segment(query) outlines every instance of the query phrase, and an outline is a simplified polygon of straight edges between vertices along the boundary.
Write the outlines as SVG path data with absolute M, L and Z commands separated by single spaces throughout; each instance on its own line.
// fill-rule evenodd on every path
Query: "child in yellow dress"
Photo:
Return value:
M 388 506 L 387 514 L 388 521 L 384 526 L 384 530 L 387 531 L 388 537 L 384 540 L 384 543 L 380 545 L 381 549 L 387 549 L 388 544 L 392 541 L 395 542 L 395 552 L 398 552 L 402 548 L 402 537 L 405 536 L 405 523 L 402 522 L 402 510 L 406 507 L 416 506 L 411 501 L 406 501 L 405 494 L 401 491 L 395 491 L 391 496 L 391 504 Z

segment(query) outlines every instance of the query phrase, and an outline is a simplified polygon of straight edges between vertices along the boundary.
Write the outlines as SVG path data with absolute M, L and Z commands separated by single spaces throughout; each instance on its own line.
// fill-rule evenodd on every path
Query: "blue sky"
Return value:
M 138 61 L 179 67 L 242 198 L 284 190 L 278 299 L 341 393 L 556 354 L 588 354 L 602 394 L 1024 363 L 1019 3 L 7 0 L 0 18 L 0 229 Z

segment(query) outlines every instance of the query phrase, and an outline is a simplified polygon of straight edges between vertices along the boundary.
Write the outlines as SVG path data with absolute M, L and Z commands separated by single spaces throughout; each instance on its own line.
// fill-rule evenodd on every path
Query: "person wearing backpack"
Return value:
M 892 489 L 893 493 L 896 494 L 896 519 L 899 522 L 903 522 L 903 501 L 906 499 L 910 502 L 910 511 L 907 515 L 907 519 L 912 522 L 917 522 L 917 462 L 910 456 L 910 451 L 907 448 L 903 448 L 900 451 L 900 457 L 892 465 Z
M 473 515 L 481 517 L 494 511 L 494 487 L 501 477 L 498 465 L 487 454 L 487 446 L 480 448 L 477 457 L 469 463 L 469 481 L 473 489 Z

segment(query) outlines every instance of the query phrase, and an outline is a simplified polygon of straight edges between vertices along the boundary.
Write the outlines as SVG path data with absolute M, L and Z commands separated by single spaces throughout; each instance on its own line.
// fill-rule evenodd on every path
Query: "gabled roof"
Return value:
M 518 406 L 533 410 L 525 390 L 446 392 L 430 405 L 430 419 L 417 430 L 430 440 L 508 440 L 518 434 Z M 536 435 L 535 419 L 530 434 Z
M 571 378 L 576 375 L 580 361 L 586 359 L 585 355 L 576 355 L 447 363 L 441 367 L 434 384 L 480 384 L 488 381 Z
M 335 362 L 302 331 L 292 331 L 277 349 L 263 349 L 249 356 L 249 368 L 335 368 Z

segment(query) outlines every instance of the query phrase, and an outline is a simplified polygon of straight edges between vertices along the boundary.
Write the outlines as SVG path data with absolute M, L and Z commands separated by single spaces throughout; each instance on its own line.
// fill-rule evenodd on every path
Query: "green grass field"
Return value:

## Exercise instructions
Reproduce every record above exactly as it appears.

## Your response
segment(query) outlines every instance of the query phrase, and an outline is a simplified polygon of straight edges between vertices along the boundary.
Write the outlines as SVG path data with absolute M, L and Z commands separated by single spaces throughout; each instance on its own line.
// fill-rule evenodd on every path
Query: "child in yellow dress"
Photo:
Return value:
M 388 506 L 387 514 L 388 521 L 384 526 L 384 530 L 387 531 L 388 537 L 384 540 L 384 543 L 380 545 L 381 549 L 387 549 L 388 544 L 392 541 L 395 542 L 395 552 L 398 552 L 402 548 L 402 537 L 405 536 L 405 523 L 402 522 L 402 510 L 406 507 L 416 506 L 411 501 L 406 501 L 405 494 L 401 491 L 395 491 L 391 496 L 391 504 Z

segment(query) outlines every instance of the query phrase, and an outline is a simplified polygon of straight edges between vertices along the boundary.
Write the outlines as SVG path data with absolute M, L and Z commands separated by single spaces throughout; each instance on its own line.
// fill-rule evenodd on every path
Query: "blue sky"
Return value:
M 138 61 L 179 67 L 242 198 L 284 190 L 278 299 L 341 393 L 556 354 L 588 354 L 602 394 L 1024 363 L 1019 3 L 7 0 L 0 18 L 0 229 Z

segment(query) outlines every instance of the query phrase, and an outline is a simplified polygon of straight edges between vertices along the boundary.
Write the outlines as SVG path data with absolute M, L and Z commands separated by single spaces throughout; each instance on its own line.
// fill-rule evenodd on every path
Query: "person wearing backpack"
Return value:
M 892 489 L 893 493 L 896 494 L 896 519 L 899 522 L 903 522 L 903 501 L 906 499 L 910 502 L 910 511 L 907 515 L 907 519 L 912 522 L 917 522 L 917 462 L 910 456 L 910 451 L 907 448 L 903 448 L 900 451 L 900 457 L 892 465 Z
M 473 515 L 481 517 L 494 511 L 494 487 L 501 477 L 498 465 L 487 454 L 487 446 L 480 448 L 477 457 L 469 463 L 469 481 L 473 489 Z

segment(query) outlines every instance of the query phrase, and an outline is a simplified polygon of straight edges between vertices along the boundary.
Write the outlines as SVG path data with absolute M, L and Z commands separated by single spaces throughout; each instance on its own line.
// fill-rule evenodd on every path
Query: "gabled roof"
Return value:
M 518 406 L 533 410 L 525 390 L 446 392 L 430 405 L 430 419 L 417 430 L 430 440 L 508 440 L 518 434 Z M 536 435 L 535 419 L 530 434 Z
M 571 378 L 576 375 L 580 361 L 586 359 L 585 355 L 576 355 L 447 363 L 441 367 L 434 384 L 480 384 L 488 381 Z
M 335 362 L 302 331 L 292 331 L 277 349 L 263 349 L 249 356 L 249 368 L 335 368 Z

segment(query) outlines every instance of the query phrase, and an outline is a simplified polygon of straight edges between vertices along the boundary.
Write the outlines as SVG path data with absolute M, L and Z commands separated by single spaces throughout; each instance on its own line.
// fill-rule evenodd on every path
Query: "green grass field"
Return value:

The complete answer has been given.